◆ **TEXTO FORNECIDO**
Inatividade ao longo da vida ativa: uma proposta (arrojada) para um novo contrato social
Há já alguns anos que me assaltou uma ideia arrojada de organização social e profissional que me faz muito sentido e me assomou o espírito na sequência de uma experiência pessoal vivida em 2011. Neste ano, após 7 anos de carreira bem sucedida, decidi fazer uma interrupção abrupta na mesma para estudar no estrangeiro. Desvinculei-me, gastei 80% das minhas poupanças e fui para Londres completar um MBA. Estive 15 meses no total fora do ritmo mundo do trabalho. Fiquei fora das estatísticas da população ativa. Não foi uma estratégia de carreira pensada ou planeada previamente, foi antes uma estratégia emergente decorrente de uma necessidade latente de novas experiências, de desaceleração, de vivência no mundo. As circunstancias pessoais favoreceram e não pensei duas vezes. Nem todos me compreenderam mas o apelo foi incontido. E ainda bem. Foi somente uma das melhores decisões da minha vida.
Esta experiência fez-me pensar o porque da nossa forma de organização social do ciclo trabalho/reforma. Vivemos desde sempre num paradigma que pensa o ser humano produtivo imerso em períodos consecutivos de 30/40 anos de trabalho, seguidos de 10/15 anos de reforma, suportada em descontos realizados para a Segurança Social (ou outro complemento de reforma provado) durante o período de vida ativa. E será assim em toda a Europa Ocidental que partilha a nossa forma de organização e proteção social.
Após a experiência que tive pus-me a pensar se não fazia sentido alterar este paradigma. Este foi erigido há 50/60 anos no contexto da "sociedade disciplinar" de Focault e em dinâmicas sociológicas que já não funcionam claramente sobre os mesmos parâmetros. Os sistemas de protecção social encontram-se em crise, existe uma desconfiança geral dos agentes na sustentabilidade do sistema, os indívíduos são mais orientados para curto/médio prazo, o conceito de família está em alteração profunda, os ciclos de vida e trabalho tonaram-se menos lineares, a experança média de vida cresce e a temática de como assegurar um envelhecimento ativo é cada vez mais premente. Vivemos, sem retorno, na era da "modernidade líquida", como afirma Bauman. Se assim é, porque manter um paradigma de muito longo prazo para servir (e taxar) indivíduos que crescentemente possuem outras expetativas de vida?

◆ **PROBLEMA A RESOLVER**
Continue o texto acima sobre a proposta de um novo contrato social para o ciclo de trabalho e reforma, a partir do ponto em que termina.

◆ **SEGMENTO DE DADOS**
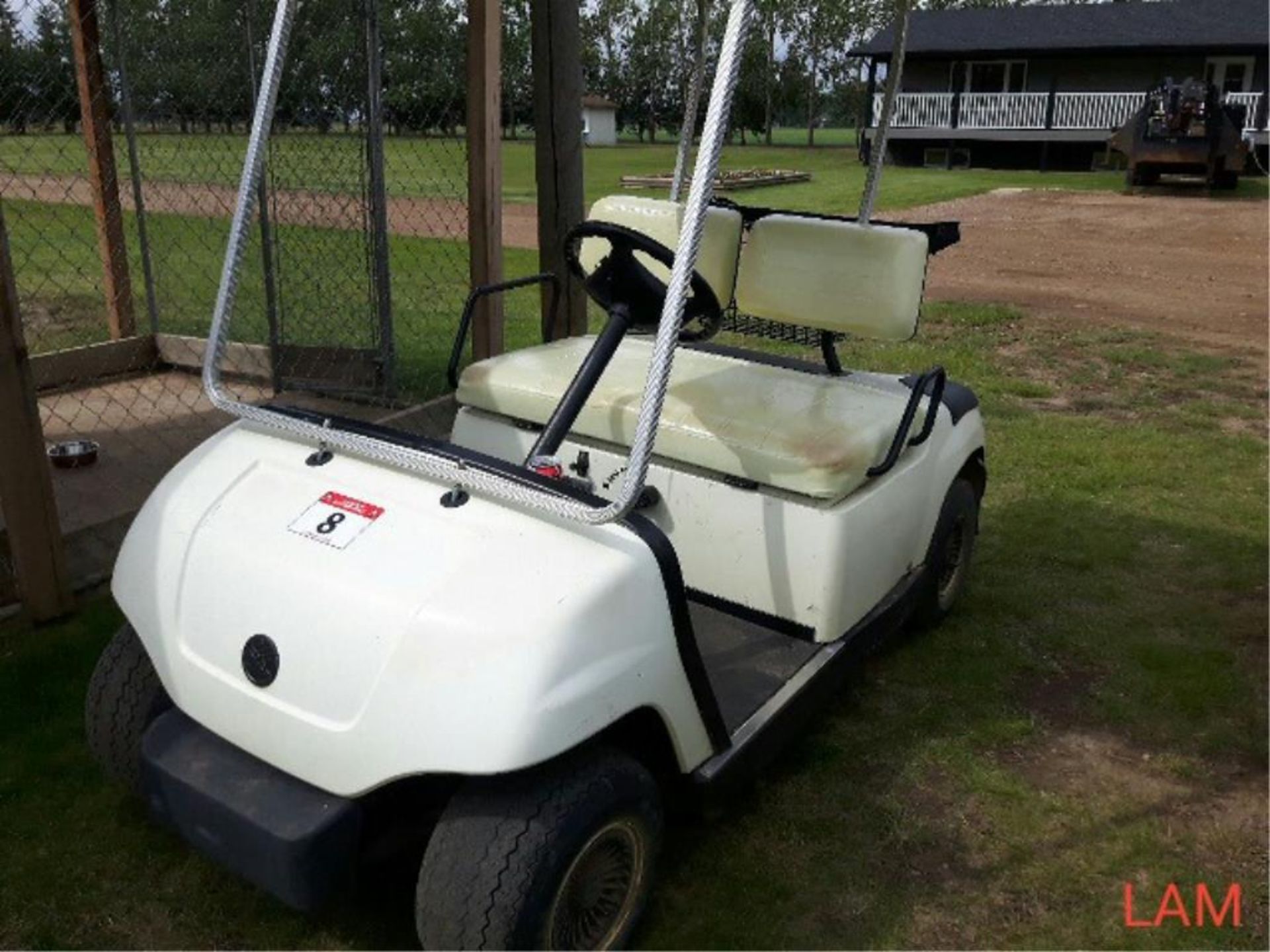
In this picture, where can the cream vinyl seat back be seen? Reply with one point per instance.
(661, 220)
(837, 276)
(814, 434)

◆ **RESPOSTA AO PROBLEMA**
O que propunha era acabar com a idade de reforma como a conhecemos atualmente. Ou seja, cada individuo poderia, por opção, antecipar os anos de inatividade laboral, reformando-se assim mais tarde. Por exemplo, se a cada 7 anos de trabalho eu pudesse ter um ano de inatividade laboral (financiado pela Segurança Social, com base nas contribuições atuais), ao fim de 40 anos teria gozado 4 anos de inatividade interpolados (e em vez de me reformar aos 67, reformaria aos 71. Caso os indivíduos quisessem obter mais períodos de inatividade laboral financiados pela Segurança Social poderiam propor-se a contribuir mais do que os os 11% atuais (pressupondo que as empresas manterias os 23,75%).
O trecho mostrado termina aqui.